Dataset entries:
↓↓↓

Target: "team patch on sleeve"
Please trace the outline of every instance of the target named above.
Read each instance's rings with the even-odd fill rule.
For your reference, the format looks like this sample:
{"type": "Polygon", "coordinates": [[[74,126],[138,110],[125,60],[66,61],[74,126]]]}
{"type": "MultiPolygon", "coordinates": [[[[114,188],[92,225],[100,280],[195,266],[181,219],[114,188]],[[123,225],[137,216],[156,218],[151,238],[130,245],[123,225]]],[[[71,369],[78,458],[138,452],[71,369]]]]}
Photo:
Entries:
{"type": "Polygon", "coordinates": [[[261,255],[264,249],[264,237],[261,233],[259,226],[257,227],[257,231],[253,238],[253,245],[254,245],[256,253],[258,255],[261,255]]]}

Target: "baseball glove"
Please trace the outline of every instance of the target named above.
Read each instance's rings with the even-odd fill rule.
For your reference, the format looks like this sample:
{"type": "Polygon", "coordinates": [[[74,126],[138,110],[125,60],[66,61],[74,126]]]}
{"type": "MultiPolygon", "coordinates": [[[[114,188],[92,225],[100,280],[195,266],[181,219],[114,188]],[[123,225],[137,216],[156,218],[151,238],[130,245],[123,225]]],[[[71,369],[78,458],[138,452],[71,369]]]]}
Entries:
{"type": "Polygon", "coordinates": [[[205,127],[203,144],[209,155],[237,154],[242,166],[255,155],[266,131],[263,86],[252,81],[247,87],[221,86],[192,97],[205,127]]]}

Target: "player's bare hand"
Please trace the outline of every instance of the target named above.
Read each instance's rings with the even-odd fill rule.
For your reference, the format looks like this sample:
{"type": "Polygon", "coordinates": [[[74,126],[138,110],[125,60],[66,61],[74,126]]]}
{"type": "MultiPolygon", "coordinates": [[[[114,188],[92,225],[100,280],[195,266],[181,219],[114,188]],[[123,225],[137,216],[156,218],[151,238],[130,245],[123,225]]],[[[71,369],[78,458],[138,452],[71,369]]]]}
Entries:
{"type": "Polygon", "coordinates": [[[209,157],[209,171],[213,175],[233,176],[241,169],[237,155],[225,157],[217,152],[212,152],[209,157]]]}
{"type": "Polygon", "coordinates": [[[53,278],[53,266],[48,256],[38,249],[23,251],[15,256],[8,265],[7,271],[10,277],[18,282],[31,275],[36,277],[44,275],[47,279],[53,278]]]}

↑↑↑

WHAT TO DO:
Could you write out all the entries word for word?

SOLUTION:
Target: "team patch on sleeve"
Please trace the outline of every instance of the target named above.
Read each instance's rings with the even-odd fill rule.
For your reference, the format looks like this sample:
{"type": "Polygon", "coordinates": [[[74,126],[138,110],[125,60],[66,61],[74,126]]]}
{"type": "MultiPolygon", "coordinates": [[[[114,188],[92,225],[100,280],[195,266],[181,219],[114,188]],[[123,225],[137,216],[156,218],[151,238],[130,245],[123,225]]],[[[71,369],[78,458],[138,452],[71,369]]]]}
Photo:
Entries:
{"type": "Polygon", "coordinates": [[[261,255],[264,249],[264,237],[261,233],[259,226],[257,227],[257,231],[253,238],[253,245],[254,245],[256,253],[258,255],[261,255]]]}

Target: "baseball glove"
Please trace the outline of every instance of the target named above.
Read each instance's rings with the even-odd fill rule.
For your reference, the format looks like this sample:
{"type": "Polygon", "coordinates": [[[74,126],[138,110],[125,60],[66,61],[74,126]]]}
{"type": "MultiPolygon", "coordinates": [[[[114,188],[92,225],[100,280],[195,266],[181,219],[114,188]],[[123,225],[137,216],[156,218],[151,238],[130,245],[123,225]]],[[[71,369],[78,458],[138,452],[71,369]]]]}
Entries:
{"type": "Polygon", "coordinates": [[[205,127],[203,144],[209,155],[237,154],[242,166],[255,155],[266,131],[263,86],[252,81],[247,87],[221,86],[192,97],[205,127]]]}

Target: "player's bare hand"
Please trace the outline of every instance of the target named above.
Read each instance's rings with the even-odd fill rule.
For your reference, the format looks like this sample:
{"type": "Polygon", "coordinates": [[[74,126],[138,110],[125,60],[66,61],[74,126]]]}
{"type": "MultiPolygon", "coordinates": [[[[114,188],[92,225],[100,280],[195,266],[181,219],[114,188]],[[123,225],[137,216],[156,218],[151,238],[130,245],[123,225]]],[[[71,369],[78,458],[138,452],[71,369]]]]}
Entries:
{"type": "Polygon", "coordinates": [[[209,157],[209,171],[213,175],[233,176],[241,169],[237,155],[225,157],[217,152],[212,152],[209,157]]]}
{"type": "Polygon", "coordinates": [[[53,278],[53,266],[48,256],[38,249],[23,251],[15,256],[8,265],[7,271],[10,277],[18,282],[31,275],[36,277],[44,275],[47,279],[53,278]]]}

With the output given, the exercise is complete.